Triste spectacle que nous donne la République, et qui a, une fois de plus, le prétoire comme théâtre : la pièce est-elle complètement écrite ? Là encore, je n’en sais rien, et j’ai le souvenir de procès qui n’ont pas tourné, au regard de l’Histoire, à l’avantage de ceux qui les avaient initiés… Mais il est vrai que l’appareil politique et judiciaire de la Monocratie sarkozienne est tout entier mobilisé dans la vendetta contre celui qui, pourtant, fut, un jour de l’hiver 2003, la voix et l’honneur de la France, celui qui reprit les accents gaulliens pour marquer la liberté et la fierté de la France, envers et contre l’Empire étoilé, et pour rappeler au monde que la Force brute et déraisonnable ne pouvait être le remède véritable à une tyrannie orientale qui, au moins, parvenait à contenir des forces bien pires encore que celles incarnées par Saddam Hussein…

 

Il est vrai qu’à l’époque M. Bernard Kouchner, actuel ministre des Affaires étrangères, était favorable à la guerre de M. Bush, et que M. Sarkozy, s’il n’a pas contredit alors la politique chiraco-villepiniste, rongeait son frein en attendant de pouvoir défaire ce que ses prédécesseurs avaient engagé.

Consigne 1
Relevez et recopiez toutes les lignes de la liste qui contiennent la chaîne « spiky ».

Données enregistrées
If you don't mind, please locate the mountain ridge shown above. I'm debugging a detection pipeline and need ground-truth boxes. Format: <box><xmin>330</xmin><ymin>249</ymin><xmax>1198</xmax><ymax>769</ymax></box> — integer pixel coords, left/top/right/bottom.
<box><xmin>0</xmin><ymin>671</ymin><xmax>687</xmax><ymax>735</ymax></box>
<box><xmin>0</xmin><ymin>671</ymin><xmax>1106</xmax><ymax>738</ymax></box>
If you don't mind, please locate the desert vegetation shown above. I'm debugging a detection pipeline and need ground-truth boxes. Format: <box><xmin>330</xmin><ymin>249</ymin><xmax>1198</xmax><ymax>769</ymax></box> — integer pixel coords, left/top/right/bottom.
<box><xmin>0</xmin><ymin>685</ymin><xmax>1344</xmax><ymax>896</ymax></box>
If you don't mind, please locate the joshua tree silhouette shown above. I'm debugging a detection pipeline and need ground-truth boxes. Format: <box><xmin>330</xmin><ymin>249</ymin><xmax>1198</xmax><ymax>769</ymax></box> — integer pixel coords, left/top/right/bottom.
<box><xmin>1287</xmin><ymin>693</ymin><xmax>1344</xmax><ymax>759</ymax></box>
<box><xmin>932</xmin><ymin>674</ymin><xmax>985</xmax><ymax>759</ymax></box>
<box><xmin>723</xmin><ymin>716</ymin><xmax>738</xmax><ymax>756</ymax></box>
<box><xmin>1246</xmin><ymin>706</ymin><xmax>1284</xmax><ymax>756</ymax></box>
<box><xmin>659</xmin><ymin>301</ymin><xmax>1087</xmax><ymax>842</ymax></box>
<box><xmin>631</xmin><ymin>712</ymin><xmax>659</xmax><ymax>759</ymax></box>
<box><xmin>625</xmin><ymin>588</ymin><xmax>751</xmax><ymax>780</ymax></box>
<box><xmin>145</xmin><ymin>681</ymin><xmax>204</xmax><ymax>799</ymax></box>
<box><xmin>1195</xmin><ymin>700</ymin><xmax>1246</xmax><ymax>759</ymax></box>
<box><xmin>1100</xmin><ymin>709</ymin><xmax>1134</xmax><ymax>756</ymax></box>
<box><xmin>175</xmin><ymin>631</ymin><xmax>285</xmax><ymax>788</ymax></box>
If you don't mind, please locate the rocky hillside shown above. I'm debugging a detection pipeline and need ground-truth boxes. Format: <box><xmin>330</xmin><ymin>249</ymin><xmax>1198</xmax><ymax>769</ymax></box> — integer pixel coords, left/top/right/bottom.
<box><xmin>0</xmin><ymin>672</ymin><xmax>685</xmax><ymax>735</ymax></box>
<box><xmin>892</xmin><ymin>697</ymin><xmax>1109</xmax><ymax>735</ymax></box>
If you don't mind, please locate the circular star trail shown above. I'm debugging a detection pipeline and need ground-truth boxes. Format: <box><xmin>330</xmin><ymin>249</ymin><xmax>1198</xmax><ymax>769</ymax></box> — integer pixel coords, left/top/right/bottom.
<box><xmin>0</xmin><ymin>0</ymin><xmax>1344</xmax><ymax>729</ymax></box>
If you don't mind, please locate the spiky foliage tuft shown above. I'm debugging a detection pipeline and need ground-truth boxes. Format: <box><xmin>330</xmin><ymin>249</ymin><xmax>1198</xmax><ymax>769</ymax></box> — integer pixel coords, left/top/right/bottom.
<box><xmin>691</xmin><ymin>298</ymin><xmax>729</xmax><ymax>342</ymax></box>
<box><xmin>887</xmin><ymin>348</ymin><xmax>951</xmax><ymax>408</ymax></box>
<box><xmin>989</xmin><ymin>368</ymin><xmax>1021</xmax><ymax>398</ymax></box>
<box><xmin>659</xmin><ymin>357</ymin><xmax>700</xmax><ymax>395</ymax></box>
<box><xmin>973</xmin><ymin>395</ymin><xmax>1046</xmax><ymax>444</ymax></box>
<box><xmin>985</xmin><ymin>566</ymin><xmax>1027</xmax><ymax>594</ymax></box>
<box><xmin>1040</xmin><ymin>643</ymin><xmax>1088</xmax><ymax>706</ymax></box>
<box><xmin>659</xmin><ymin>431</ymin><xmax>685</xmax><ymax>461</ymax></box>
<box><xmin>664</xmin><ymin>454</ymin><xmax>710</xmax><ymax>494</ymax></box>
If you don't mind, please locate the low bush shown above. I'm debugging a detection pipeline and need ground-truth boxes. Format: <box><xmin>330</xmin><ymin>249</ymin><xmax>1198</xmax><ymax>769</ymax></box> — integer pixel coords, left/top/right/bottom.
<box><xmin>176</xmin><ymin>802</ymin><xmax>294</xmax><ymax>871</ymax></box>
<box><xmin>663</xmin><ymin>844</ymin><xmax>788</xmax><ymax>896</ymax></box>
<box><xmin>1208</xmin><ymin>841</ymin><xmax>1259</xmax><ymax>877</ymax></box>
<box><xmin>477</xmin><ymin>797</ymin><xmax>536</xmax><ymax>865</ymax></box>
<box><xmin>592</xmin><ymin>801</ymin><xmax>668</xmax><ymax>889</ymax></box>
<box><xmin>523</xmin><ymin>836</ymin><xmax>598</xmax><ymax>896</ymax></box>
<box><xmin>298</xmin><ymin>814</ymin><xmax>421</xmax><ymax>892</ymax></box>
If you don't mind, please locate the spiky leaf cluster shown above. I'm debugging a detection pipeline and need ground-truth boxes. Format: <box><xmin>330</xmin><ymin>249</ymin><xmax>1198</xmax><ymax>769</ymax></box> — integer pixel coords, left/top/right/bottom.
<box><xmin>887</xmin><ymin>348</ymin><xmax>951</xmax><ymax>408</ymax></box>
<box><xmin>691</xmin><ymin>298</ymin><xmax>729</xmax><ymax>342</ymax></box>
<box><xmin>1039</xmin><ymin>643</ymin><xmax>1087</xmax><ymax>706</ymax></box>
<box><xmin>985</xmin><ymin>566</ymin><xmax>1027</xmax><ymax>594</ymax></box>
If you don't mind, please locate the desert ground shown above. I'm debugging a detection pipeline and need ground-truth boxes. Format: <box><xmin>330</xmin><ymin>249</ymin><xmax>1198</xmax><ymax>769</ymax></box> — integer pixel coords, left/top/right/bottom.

Consigne 2
D'après le texte source, quelle fonction M. Bernard Kouchner occupe-t-il actuellement ?

Réponse rédigée 1
If you don't mind, please locate the spiky foliage tuft shown above. I'm debugging a detection pipeline and need ground-truth boxes. Format: <box><xmin>330</xmin><ymin>249</ymin><xmax>1198</xmax><ymax>769</ymax></box> — integer pixel coords, left/top/right/bottom.
If you don't mind, please locate the spiky leaf cluster shown above. I'm debugging a detection pipeline and need ground-truth boxes. Format: <box><xmin>330</xmin><ymin>249</ymin><xmax>1198</xmax><ymax>769</ymax></box> — integer pixel coords, left/top/right/bottom.

Réponse rédigée 2
Il est ministre des Affaires étrangères.